Aufgaben:
A) Gib aus der Stückbeschreibung zu „Durchgebrannt“ den Abschnitt von „Nach dem Tod“ bis einschließlich „Ort ihrer Träume.“ wortgetreu wieder.
B) Führe die Stückbeschreibung zu „Durchgebrannt“ im Anschluss an ihren letzten Satz weiter.

Abgedruckter Text:
━━━━━━━━━━

(... Touched ...)
von Ursula Rani Sarma
Deutsch von Anna Opel
1D, 3H
UA: August 1999, Hillstreet Theatre, Edinburgh
DSE: 06.11.2005, Thalia Theater, Hamburg
Dublin in der Silvesternacht 1999. Die Geschwister Cora und Mikey sind
auf der Flucht: vor der Polizei, vor der Vergangenheit, vor ihrer
Erinnerung. Versteckt in einem Unterschlupf, den ihnen der Straßenjunge
Macca gewährt, beginnen die beiden, ihre Geschichte zu erzählen.
Nach dem Tod ihrer Mutter wachsen die Kinder bei Onkel Dan und Tante
Mary auf dem Lande auf. Die beiden führen einen Pub und kümmern sich
mehr um die Geschäfte als die Erziehung der Kinder. Lebendig begraben
im tristen Landleben, beschließen Cora und Mikey zu verschwinden. Ziel
der inzwischen Herangewachsenen ist Dublin, der Inbegriff ihrer
Sehnsucht nach einer anderen Wirklichkeit. Doch die ländliche
Eintönigkeit ist nicht der einzige Grund ihrer überstürzten Abreise –
vor allem Cora hat ein Geheimnis, das sie seit ihrem zehnten Geburtstag
mit sich herumträgt, als der schmierige Doktor Cloughasy das Mädchen zu
einem Himbeereis am Strand einlädt.
Als sie endlich die Großstadt erreichen und damit das erhoffte Leben
ohne Geheimnisse, ohne Dunkelheit, ohne Verzweiflung, entpuppt sich die
Realität von Dublin als weit entfernt vom Ort ihrer Träume.
Durchgebrannt zeichnet den verzweifelten Weg zweier Teenager aus
einer trostlosen Situation, der schließlich in die Kriminalität führt.
Die Erzähltechnik ist dabei raffiniert und packend. Die Vorgeschichte
der Kinder wird in Rückblenden aus den verschiedenen Perspektiven der
Geschwister mit unterschiedlichen Akzenten erzählt. Dabei geht die
Autorin subtil vor, lässt vieles im Dunkeln und macht aus der
albtraumhaften Irrfahrt der beiden ein spannendes psychologisches
Drama, bei dem jede ihrer Figuren schrittweise ihre Unschuld verliert.

━━━━━━━━━━

Gegebene Einträge:

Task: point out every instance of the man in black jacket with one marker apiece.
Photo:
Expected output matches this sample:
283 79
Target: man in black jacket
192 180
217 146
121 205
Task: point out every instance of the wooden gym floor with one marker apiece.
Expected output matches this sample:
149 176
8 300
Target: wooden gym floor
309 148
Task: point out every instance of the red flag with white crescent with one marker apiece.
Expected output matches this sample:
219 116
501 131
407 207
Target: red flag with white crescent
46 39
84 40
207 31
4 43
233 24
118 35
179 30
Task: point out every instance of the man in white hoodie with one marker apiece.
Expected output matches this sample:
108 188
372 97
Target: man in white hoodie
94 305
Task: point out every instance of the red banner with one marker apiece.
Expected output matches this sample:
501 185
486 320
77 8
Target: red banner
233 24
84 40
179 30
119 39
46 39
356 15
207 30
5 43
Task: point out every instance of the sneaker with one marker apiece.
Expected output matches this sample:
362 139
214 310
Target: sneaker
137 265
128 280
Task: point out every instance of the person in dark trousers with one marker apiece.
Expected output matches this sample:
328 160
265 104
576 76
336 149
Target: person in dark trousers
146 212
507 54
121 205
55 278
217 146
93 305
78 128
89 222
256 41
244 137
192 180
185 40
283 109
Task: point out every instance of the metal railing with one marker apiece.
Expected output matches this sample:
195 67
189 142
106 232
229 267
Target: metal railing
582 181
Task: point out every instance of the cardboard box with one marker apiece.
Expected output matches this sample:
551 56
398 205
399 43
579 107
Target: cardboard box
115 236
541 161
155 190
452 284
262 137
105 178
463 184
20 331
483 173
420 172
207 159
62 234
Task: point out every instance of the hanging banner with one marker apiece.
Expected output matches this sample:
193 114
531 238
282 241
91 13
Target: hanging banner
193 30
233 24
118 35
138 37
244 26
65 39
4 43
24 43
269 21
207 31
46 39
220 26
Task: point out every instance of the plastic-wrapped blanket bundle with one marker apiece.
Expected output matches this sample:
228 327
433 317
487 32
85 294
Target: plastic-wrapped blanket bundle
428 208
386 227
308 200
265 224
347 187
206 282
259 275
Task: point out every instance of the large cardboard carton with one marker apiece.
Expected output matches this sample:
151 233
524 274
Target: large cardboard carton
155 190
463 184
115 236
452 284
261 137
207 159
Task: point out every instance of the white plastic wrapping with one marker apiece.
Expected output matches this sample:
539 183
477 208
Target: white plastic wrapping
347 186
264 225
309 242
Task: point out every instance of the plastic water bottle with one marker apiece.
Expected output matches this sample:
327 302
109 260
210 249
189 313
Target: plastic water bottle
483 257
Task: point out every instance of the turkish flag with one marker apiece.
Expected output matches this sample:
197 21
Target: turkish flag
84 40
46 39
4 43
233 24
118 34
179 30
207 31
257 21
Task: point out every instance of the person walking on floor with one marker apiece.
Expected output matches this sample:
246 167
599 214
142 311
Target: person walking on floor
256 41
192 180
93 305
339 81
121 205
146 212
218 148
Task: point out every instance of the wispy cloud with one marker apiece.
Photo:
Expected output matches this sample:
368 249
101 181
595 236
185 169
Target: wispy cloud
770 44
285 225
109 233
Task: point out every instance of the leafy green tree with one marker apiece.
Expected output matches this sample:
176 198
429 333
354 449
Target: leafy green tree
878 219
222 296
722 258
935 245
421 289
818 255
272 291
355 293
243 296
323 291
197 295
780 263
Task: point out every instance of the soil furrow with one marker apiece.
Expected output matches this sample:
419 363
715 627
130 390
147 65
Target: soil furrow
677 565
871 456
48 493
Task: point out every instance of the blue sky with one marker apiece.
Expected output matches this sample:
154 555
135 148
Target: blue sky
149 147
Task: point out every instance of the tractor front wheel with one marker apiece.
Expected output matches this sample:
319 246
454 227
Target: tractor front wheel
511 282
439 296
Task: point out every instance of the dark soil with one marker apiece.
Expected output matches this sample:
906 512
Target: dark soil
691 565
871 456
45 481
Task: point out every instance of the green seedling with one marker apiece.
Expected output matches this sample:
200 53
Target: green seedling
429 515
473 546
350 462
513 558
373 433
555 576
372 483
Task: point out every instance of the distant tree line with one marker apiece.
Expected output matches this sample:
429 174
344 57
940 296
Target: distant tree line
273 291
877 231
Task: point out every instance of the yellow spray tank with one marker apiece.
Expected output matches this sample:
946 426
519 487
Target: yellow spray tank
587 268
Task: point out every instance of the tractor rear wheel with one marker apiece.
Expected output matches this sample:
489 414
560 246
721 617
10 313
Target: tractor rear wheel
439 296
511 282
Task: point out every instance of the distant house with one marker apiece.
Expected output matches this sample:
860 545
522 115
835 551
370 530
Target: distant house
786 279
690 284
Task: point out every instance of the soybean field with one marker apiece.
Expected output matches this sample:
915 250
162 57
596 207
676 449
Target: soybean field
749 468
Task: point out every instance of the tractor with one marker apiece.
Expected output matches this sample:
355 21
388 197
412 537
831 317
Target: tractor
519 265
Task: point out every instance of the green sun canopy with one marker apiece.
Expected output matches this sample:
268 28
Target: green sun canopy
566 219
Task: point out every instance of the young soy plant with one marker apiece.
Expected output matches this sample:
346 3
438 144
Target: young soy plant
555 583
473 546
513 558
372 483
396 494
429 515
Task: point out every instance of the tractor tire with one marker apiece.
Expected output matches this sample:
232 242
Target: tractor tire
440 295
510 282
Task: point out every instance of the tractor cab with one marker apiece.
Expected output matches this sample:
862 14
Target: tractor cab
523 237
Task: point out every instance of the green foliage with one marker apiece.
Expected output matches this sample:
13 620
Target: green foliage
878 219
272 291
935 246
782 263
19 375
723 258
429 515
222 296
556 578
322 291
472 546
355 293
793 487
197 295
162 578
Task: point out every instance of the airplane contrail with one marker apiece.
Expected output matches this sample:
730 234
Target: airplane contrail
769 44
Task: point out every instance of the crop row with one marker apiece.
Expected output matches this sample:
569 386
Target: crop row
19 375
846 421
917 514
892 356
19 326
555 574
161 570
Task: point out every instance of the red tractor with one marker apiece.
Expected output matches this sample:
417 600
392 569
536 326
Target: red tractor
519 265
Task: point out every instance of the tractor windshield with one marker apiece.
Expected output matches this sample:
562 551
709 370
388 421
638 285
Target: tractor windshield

━━━━━━━━━━

Lösungen:
A)
Nach dem Tod ihrer Mutter wachsen die Kinder bei Onkel Dan und Tante
Mary auf dem Lande auf. Die beiden führen einen Pub und kümmern sich
mehr um die Geschäfte als die Erziehung der Kinder. Lebendig begraben
im tristen Landleben, beschließen Cora und Mikey zu verschwinden. Ziel
der inzwischen Herangewachsenen ist Dublin, der Inbegriff ihrer
Sehnsucht nach einer anderen Wirklichkeit. Doch die ländliche
Eintönigkeit ist nicht der einzige Grund ihrer überstürzten Abreise –
vor allem Cora hat ein Geheimnis, das sie seit ihrem zehnten Geburtstag
mit sich herumträgt, als der schmierige Doktor Cloughasy das Mädchen zu
einem Himbeereis am Strand einlädt.
Als sie endlich die Großstadt erreichen und damit das erhoffte Leben
ohne Geheimnisse, ohne Dunkelheit, ohne Verzweiflung, entpuppt sich die
Realität von Dublin als weit entfernt vom Ort ihrer Träume.

B)
Was an szenischer aktueller Handlung ausgespart ist, wird durch die
unterschiedlichen Sprachlichkeiten und Töne der Figuren und die
verschiedenen zeitlichen Ebenen der Erzählung kompensiert. Ursula Rani
Sarma nutzt die Imaginationskraft der Sprache, um das Gesetz der
Einheit von Ort, Zeit und Raum mühelos außer Kraft zu setzen. Allein
durch simple szenische Mittel gelingt es, die ganze Geschichte,
ausgehend von einer einzigen Situation, entlang der inneren Logik der
Figuren und deren Erinnerung zu erzählen.
Durchgebrannt ist das erste Stück der jungen irischen Autorin,
das 1999 auf dem Edinburgh Fringe Festival uraufgeführt und von Kritik
und Publikum enthusiastisch aufgenommen wurde. Ihr zweites Stück Blau
wurde 2004 mit dem Publikumspreis des Heidelberger Stückemarkts
ausgezeichnet und war seitdem in verschiedenen Inszenierungen u. a. am
Theater an der Sihl in Zürich, am Deutschen Schauspielhaus in Hamburg
und am Heidelberger Theater zu sehen.
Die Erstaufführungsinszenierung von Durchgebrannt vom Thalia Theater Hamburg wurde mit dem Bensheimer Theaterpreis 2006 ausgezeichnet.